Raw records:
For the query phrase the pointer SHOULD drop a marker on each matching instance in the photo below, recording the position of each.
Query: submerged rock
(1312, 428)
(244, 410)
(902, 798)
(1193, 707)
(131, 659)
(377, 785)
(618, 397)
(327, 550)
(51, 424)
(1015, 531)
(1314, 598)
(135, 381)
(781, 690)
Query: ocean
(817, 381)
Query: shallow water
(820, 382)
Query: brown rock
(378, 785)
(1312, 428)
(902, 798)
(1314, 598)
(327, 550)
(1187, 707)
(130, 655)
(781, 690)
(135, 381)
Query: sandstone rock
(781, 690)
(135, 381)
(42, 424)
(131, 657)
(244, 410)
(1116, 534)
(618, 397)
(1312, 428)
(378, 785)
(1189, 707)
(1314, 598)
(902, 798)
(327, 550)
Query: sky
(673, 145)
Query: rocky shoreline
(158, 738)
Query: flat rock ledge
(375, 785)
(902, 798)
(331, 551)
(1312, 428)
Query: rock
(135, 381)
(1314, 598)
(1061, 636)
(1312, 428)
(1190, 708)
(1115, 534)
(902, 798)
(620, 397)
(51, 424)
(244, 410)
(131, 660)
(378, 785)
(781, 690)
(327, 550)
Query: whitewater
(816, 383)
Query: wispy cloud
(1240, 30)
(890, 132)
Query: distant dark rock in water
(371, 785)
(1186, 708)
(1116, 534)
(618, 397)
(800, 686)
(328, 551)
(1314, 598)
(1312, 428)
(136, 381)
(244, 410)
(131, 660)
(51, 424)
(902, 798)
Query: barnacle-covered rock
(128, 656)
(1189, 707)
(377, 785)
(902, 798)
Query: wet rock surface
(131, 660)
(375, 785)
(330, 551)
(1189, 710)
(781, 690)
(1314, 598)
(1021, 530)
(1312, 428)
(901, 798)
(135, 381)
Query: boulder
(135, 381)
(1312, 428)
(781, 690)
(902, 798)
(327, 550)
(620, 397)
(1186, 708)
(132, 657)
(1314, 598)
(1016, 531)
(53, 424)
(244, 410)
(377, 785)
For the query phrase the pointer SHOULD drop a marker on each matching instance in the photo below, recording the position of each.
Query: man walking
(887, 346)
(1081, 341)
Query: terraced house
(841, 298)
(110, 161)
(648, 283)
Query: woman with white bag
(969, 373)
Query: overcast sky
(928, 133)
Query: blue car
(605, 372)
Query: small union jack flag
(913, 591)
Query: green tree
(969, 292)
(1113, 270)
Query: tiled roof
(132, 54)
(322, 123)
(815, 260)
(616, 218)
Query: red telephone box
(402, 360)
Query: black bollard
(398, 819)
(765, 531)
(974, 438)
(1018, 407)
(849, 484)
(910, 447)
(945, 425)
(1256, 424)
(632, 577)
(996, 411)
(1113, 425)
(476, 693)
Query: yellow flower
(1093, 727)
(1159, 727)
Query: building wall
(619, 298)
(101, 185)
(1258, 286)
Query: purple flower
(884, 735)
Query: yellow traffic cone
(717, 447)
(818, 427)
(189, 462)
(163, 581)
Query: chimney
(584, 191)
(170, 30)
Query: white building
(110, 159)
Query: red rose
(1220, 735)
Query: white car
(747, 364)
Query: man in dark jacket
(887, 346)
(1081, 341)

Problem to solve: Reproduce the entire listing above line for line, keeping every word, number, and punctuation mark unchanged.

Final result:
For the query phrase the pointer SHOULD drop a marker on each matching instance in the photo below, recording the position of each.
Query: submerged rock
(1312, 428)
(244, 410)
(902, 798)
(1193, 707)
(131, 659)
(377, 785)
(618, 397)
(327, 550)
(51, 424)
(1015, 531)
(1314, 598)
(135, 381)
(781, 690)
Query: ocean
(817, 381)
Query: shallow water
(820, 382)
Query: brown rock
(378, 785)
(1312, 428)
(902, 798)
(1314, 598)
(327, 550)
(1187, 707)
(130, 655)
(781, 690)
(135, 381)
Query: sandstone rock
(781, 690)
(135, 381)
(42, 424)
(131, 657)
(244, 410)
(1116, 534)
(618, 397)
(1312, 428)
(378, 785)
(1189, 707)
(1314, 598)
(902, 798)
(327, 550)
Query: sky
(673, 145)
Query: rocky shoreline
(158, 738)
Query: flat rock ledge
(375, 785)
(902, 798)
(331, 551)
(1312, 428)
Query: rock
(135, 381)
(1314, 598)
(1061, 636)
(1312, 428)
(1190, 708)
(1115, 534)
(902, 798)
(620, 397)
(51, 424)
(244, 410)
(131, 660)
(378, 785)
(781, 690)
(327, 550)
Query: whitewater
(816, 383)
Query: wispy cloud
(1240, 30)
(890, 132)
Query: distant dark rock in water
(371, 785)
(1186, 708)
(1116, 534)
(618, 397)
(800, 686)
(328, 551)
(1314, 598)
(1312, 428)
(136, 381)
(244, 410)
(131, 660)
(51, 424)
(902, 798)
Query: barnacle-covered rock
(128, 656)
(1189, 707)
(377, 785)
(902, 798)
Query: wet rock surface
(131, 660)
(375, 785)
(330, 551)
(1189, 710)
(781, 690)
(1314, 598)
(1021, 530)
(1312, 428)
(901, 798)
(135, 381)
Query: boulder
(135, 381)
(1312, 428)
(781, 690)
(902, 798)
(327, 550)
(620, 397)
(1186, 708)
(132, 657)
(1314, 598)
(1016, 531)
(53, 424)
(244, 410)
(377, 785)
For the query phrase the pointer SHOULD drop a marker on each matching instance in the photo below, recording the position of each.
Query: man walking
(887, 346)
(1081, 341)
Query: terraced house
(841, 298)
(110, 161)
(648, 283)
Query: woman with white bag
(969, 373)
Query: overcast sky
(928, 133)
Query: blue car
(605, 372)
Query: small union jack flag
(913, 591)
Query: green tree
(969, 292)
(1113, 270)
Query: tiled roof
(132, 54)
(322, 123)
(815, 260)
(616, 218)
Query: red telephone box
(402, 360)
Query: black bollard
(398, 819)
(765, 531)
(974, 438)
(1018, 407)
(849, 484)
(910, 447)
(945, 425)
(1256, 424)
(632, 577)
(996, 411)
(1113, 425)
(476, 693)
Query: yellow flower
(1093, 727)
(1159, 727)
Query: building wall
(619, 298)
(101, 185)
(1258, 286)
Query: purple flower
(884, 735)
Query: yellow traffic cone
(717, 447)
(818, 427)
(189, 462)
(163, 581)
Query: chimney
(584, 191)
(170, 30)
Query: white building
(110, 159)
Query: red rose
(1220, 735)
Query: white car
(747, 364)
Query: man in dark jacket
(887, 346)
(1081, 341)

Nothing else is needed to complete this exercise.